課題の要件
ページ本文のうち、「新潟県退職者連合 顧問」を含む語句から始めて「通いが多くなるのだが・・・。」で終わる部分を、一字も変えずに出力してください。

新潟県退職者連合 顧問
早川 武男
東京都知事選で泡沫候補とみられていた石丸伸二さんに対する都民の熱狂や、再選は難しいと囁かれていた兵庫県知事選における齋藤元彦さんの当選は、若年層などのマスメディア・議会議員・高齢者など既得権益層に対する反乱とも言われる。
彼ら彼女らには、行政当局や議会議員はうまい汁を吸い、高齢者は、年金で言えば払った以上の額を受け取り、医療も現役世代に大きな負担を強いながら、自身の払いはごく僅かでしかないように映るらしい。齢とともに病院通いが多くなるのだが・・・。

与えられたデータ
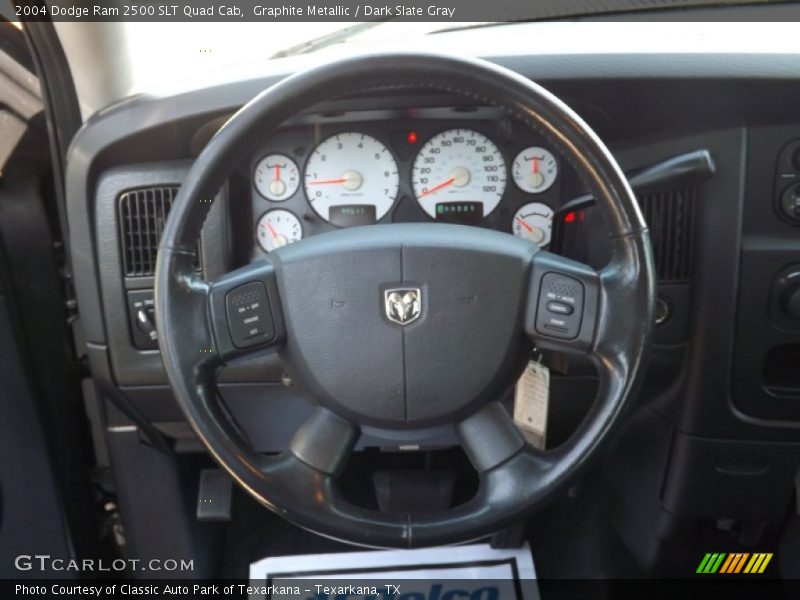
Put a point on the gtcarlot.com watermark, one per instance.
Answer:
(47, 563)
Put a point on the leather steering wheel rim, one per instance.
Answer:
(300, 484)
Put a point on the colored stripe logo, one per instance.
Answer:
(734, 562)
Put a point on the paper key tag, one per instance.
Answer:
(531, 398)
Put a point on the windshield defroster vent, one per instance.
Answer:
(670, 217)
(142, 215)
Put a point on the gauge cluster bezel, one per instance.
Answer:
(298, 141)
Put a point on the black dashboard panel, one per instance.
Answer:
(647, 108)
(394, 129)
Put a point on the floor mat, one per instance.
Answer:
(474, 572)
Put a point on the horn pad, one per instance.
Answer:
(405, 325)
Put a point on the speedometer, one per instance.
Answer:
(351, 179)
(459, 175)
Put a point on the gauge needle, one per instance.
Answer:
(436, 188)
(525, 225)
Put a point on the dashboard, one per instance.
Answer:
(465, 165)
(722, 380)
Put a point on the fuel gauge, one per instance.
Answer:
(535, 170)
(534, 222)
(276, 228)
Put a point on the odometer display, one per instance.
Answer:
(459, 166)
(351, 169)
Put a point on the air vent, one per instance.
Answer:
(670, 216)
(142, 215)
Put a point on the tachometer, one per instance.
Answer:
(351, 179)
(459, 175)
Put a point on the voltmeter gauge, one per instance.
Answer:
(276, 177)
(535, 170)
(276, 228)
(534, 222)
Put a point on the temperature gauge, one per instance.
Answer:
(534, 222)
(276, 177)
(276, 228)
(535, 170)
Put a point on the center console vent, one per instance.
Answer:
(670, 217)
(142, 215)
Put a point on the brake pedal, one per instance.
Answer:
(215, 496)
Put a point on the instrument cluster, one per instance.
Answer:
(470, 170)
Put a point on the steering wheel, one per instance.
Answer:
(405, 326)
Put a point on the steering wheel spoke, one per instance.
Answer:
(563, 304)
(489, 437)
(244, 311)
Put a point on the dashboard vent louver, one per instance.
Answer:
(142, 215)
(670, 217)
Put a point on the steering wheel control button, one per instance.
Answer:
(249, 315)
(560, 306)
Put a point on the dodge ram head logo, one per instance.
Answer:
(403, 305)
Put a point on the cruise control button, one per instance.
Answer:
(560, 308)
(249, 315)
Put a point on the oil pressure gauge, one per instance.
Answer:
(276, 177)
(535, 170)
(534, 222)
(276, 228)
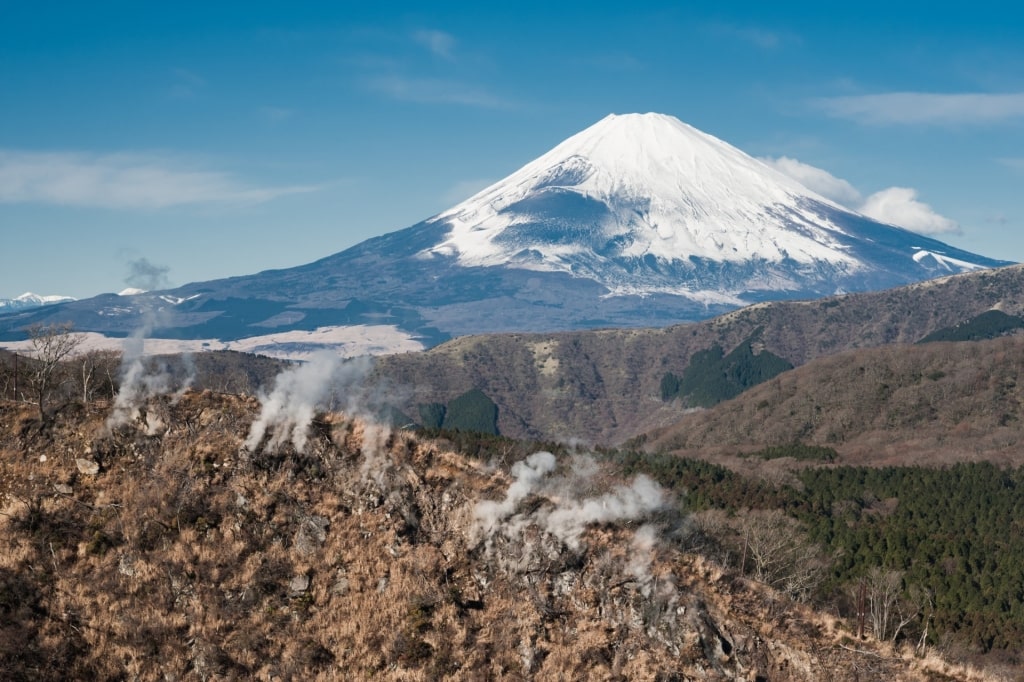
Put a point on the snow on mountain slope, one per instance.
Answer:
(655, 186)
(639, 220)
(29, 300)
(643, 204)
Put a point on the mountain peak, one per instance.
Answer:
(644, 185)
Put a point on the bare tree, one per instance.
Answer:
(51, 344)
(97, 374)
(778, 552)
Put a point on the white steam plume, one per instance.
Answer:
(625, 503)
(290, 408)
(566, 516)
(322, 383)
(139, 384)
(527, 473)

以下に解答
新潟県退職者連合 顧問
早川 武男
東京都知事選で泡沫候補とみられていた石丸伸二さんに対する都民の熱狂や、再選は難しいと囁かれていた兵庫県知事選における齋藤元彦さんの当選は、若年層などのマスメディア・議会議員・高齢者など既得権益層に対する反乱とも言われる。
彼ら彼女らには、行政当局や議会議員はうまい汁を吸い、高齢者は、年金で言えば払った以上の額を受け取り、医療も現役世代に大きな負担を強いながら、自身の払いはごく僅かでしかないように映るらしい。齢とともに病院通いが多くなるのだが・・・。